= WORK REQUIRED =
Take the listing and give it again exactly, from its first line to its last line.

::::

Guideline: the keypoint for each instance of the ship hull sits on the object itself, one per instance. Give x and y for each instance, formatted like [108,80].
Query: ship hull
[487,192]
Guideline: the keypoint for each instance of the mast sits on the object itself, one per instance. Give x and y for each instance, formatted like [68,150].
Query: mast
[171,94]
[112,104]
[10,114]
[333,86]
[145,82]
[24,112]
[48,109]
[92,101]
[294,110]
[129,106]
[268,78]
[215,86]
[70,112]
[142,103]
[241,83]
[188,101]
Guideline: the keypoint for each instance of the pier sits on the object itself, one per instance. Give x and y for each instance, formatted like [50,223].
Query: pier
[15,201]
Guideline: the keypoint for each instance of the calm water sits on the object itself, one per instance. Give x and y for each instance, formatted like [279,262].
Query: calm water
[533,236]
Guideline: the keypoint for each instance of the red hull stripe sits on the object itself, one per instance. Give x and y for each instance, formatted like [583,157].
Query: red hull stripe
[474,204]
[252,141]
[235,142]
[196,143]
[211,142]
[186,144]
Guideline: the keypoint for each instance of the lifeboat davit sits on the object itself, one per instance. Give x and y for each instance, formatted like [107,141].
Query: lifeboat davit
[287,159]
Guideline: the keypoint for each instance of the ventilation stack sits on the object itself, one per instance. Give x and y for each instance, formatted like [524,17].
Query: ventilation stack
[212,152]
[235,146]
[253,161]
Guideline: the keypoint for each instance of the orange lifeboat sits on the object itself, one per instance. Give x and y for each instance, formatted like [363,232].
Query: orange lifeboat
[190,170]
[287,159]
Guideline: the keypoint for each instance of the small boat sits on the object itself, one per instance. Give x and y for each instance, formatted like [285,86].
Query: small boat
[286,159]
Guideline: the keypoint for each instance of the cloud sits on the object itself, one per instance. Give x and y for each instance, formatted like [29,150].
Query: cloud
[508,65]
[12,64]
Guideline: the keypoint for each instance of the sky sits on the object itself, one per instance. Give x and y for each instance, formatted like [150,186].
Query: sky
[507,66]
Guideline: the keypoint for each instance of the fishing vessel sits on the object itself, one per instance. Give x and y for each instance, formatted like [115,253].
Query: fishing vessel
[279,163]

::::

= ANSWER TO THE PROBLEM =
Guideline: the keypoint for each instance of the ship hull sits on the object itself, one per instance. Give x and y for each instance, formatted like [108,80].
Query: ship hull
[487,192]
Guideline: the keypoint for each instance of the mast sits on the object itself, one per instance. Give x and y for each instance, formatted like [68,150].
Query: mast
[171,94]
[112,104]
[10,114]
[333,86]
[145,82]
[24,112]
[48,109]
[92,101]
[294,110]
[129,106]
[268,78]
[215,86]
[70,112]
[142,103]
[241,83]
[188,101]
Guideline: the keypoint for each instance of the pier sits on the object itself, one per instance. Give x and y for each instance, formatted like [50,223].
Query: pier
[15,201]
Guideline: the keypoint for each instance of the calm water sits on the object itself, one per instance. Give x and y for each instance, formatted like [279,262].
Query: calm water
[533,236]
Guideline: the keypoint for each instance of the red hull stripe sits on the object itself, one per instance. Give x and y for each instance, formatted like [583,157].
Query: red hull stripe
[474,204]
[252,141]
[235,142]
[196,143]
[211,142]
[186,144]
Guideline: the keypoint for each instance of the lifeboat davit sits on the object itself, one per instance. Give x and y for each instance, formatted like [107,141].
Query: lifeboat davit
[287,159]
Guideline: the keypoint for each instance of the ventilation stack sits on the object itself, one per instance. Give x and y for each instance, formatted like [524,17].
Query: ventilation stack
[212,152]
[235,146]
[253,161]
Guideline: the keypoint for each instance of the orange lifeboat sits on the object itself, one per instance. Give x and y for each instance, formatted like [363,232].
Query: orange lifeboat
[190,170]
[287,159]
Guideline: the keypoint for each instance of the small boat sits on the object itself, one per instance. Give x and y for each instance, formatted like [285,86].
Query: small boat
[286,159]
Guideline: the keypoint for each instance of the cloud sits on the object itself, one per instance. Give x and y for each instance, formatted like [29,150].
Query: cloud
[508,65]
[12,64]
Guideline: the keypoint for each instance of the sky sits on the object itself, one per instance. Give x and y for each instance, formatted like [150,186].
Query: sky
[507,66]
Guideline: the keypoint for each instance of the fishing vessel sits on the object itself, one per instance. Give x and y for each instance, formatted like [115,253].
Query: fishing vessel
[279,163]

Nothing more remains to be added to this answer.